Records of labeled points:
···
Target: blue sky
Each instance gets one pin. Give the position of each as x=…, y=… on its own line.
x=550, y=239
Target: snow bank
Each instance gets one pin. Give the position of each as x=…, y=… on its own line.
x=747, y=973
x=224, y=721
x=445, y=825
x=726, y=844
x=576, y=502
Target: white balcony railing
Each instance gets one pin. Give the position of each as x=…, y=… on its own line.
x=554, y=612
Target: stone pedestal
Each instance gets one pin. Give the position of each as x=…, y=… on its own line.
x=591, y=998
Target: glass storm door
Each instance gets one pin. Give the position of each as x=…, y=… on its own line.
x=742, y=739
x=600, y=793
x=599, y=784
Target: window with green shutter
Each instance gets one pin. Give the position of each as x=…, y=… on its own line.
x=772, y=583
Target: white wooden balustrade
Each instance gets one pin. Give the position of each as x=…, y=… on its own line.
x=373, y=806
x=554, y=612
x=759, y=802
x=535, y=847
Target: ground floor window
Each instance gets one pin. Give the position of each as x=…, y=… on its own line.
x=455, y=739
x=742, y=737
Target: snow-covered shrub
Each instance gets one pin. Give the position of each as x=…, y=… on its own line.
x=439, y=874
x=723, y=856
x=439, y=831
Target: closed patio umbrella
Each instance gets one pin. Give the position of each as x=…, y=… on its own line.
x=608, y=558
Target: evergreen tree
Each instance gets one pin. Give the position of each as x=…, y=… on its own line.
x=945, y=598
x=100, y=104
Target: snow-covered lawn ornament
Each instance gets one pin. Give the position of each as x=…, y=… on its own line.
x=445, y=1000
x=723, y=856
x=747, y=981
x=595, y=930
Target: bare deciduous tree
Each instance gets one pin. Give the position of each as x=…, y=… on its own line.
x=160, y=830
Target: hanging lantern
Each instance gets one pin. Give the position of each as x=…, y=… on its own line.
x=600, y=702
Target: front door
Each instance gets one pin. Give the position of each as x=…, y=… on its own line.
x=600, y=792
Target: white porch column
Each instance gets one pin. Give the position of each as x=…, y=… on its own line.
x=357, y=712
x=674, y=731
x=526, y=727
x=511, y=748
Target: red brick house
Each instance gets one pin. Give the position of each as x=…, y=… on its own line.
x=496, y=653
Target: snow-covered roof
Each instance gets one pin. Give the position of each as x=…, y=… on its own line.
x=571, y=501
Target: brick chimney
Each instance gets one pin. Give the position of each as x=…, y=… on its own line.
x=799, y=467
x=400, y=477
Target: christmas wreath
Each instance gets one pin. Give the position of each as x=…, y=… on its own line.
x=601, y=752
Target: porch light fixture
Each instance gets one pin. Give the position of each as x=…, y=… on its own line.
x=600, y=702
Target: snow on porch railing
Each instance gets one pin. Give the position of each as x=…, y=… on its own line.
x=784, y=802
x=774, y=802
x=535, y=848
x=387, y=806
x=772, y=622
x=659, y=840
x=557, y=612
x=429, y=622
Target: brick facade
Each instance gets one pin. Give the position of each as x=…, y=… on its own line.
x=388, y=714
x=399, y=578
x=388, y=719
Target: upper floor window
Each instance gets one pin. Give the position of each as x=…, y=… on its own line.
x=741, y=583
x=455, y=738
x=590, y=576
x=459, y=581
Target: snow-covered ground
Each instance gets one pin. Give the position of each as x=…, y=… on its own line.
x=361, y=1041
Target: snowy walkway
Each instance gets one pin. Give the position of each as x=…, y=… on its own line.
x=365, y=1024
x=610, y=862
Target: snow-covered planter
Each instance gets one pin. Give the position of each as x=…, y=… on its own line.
···
Instruction: Write out every line of the data above again, unchanged and in the same order.

Worked answer:
Target: blue sky
Each instance gets one pin. Give the position of each as x=…, y=… on its own line.
x=550, y=239
Target: snow bank
Each instance gets one pin. Give the position of each as x=…, y=… on its own line.
x=747, y=973
x=224, y=721
x=445, y=825
x=726, y=844
x=576, y=502
Target: white balcony railing
Each instance gets one pin. Give the position of each as x=…, y=… on its own line.
x=554, y=612
Target: stone pedestal
Each instance gets one pin. Give the position of each as x=…, y=… on its own line.
x=591, y=998
Target: glass storm door
Each instance gets one pin. Give the position of each as x=…, y=… on its own line.
x=742, y=739
x=600, y=793
x=599, y=784
Target: window with green shutter
Each instance gets one pin. Give the position of each as x=…, y=… on its own line.
x=772, y=583
Target: white wooden balustrade
Each instance gets one pin. Give the position of each as x=…, y=… on its own line.
x=373, y=806
x=554, y=612
x=759, y=802
x=535, y=847
Target: ground floor window
Each instance gets one pin. Give the position of each as x=…, y=… on its own line.
x=455, y=739
x=742, y=737
Target: snow-covered shrub
Each instance gets one pin. Give the position of each as x=…, y=… on its own line.
x=439, y=874
x=723, y=856
x=439, y=831
Target: closed patio umbrella
Each instance gets one pin. Give the position of each as x=…, y=… on its own line.
x=608, y=558
Target: evergreen tree
Each instance gets one pin. Give the position of each as x=…, y=… on its own line.
x=945, y=598
x=100, y=104
Target: snow-covered lawn ornament
Each instance gets one pin. Give the position of each as x=…, y=… on its own line.
x=445, y=1000
x=723, y=856
x=747, y=981
x=595, y=930
Target: bare deciduous tree
Each instance gets one pin. Give the position of each as x=…, y=… on its own line.
x=160, y=830
Target: hanging lantern
Each instance gets one pin. Give the position of each as x=…, y=… on its own line.
x=600, y=702
Target: front door
Each instance gets one pin. Give the position of each as x=…, y=… on its own line.
x=600, y=792
Target: white porch column
Each instance gets one pin. Give the position of each as x=…, y=… on its own line.
x=357, y=712
x=674, y=731
x=526, y=727
x=511, y=748
Target: red brick house
Each instance gets one pin. Give the position of each as x=…, y=… on its own line.
x=496, y=653
Target: snow-covered roof
Each instance gets one pin. Give the position of each as x=…, y=… on its own line.
x=571, y=501
Target: brick chimney
Each instance gets one pin. Give the position of each as x=…, y=… on its own line.
x=799, y=467
x=400, y=477
Target: christmas wreath
Each instance gets one pin. Give the position of each as x=…, y=… on its own line.
x=601, y=752
Target: porch light fixture
Each instance gets one pin. Give the position of each as x=…, y=… on its own line.
x=600, y=702
Target: snow on porch railing
Each instance gets one pin. Give the position of each as x=…, y=… on its own line.
x=784, y=802
x=774, y=802
x=535, y=848
x=387, y=806
x=772, y=622
x=659, y=840
x=557, y=612
x=429, y=622
Target: brick facade
Each instance gets one pin. Give the position of each as x=…, y=… on its own line.
x=388, y=714
x=399, y=578
x=388, y=719
Target: upper floor window
Each instance gets one pin. Give the position of each as x=…, y=… on its own line.
x=741, y=583
x=455, y=738
x=590, y=576
x=459, y=581
Target: snow-covered ground
Each instance gets one pin. Give the position of each as x=…, y=… on its own line.
x=361, y=1041
Target: snowy walkway
Each instance gets one pin. Give the position of each as x=…, y=… on its own line.
x=365, y=1024
x=610, y=862
Target: snow-covered planter
Each instance gets one pin. Give the position of each as x=…, y=… on its own line.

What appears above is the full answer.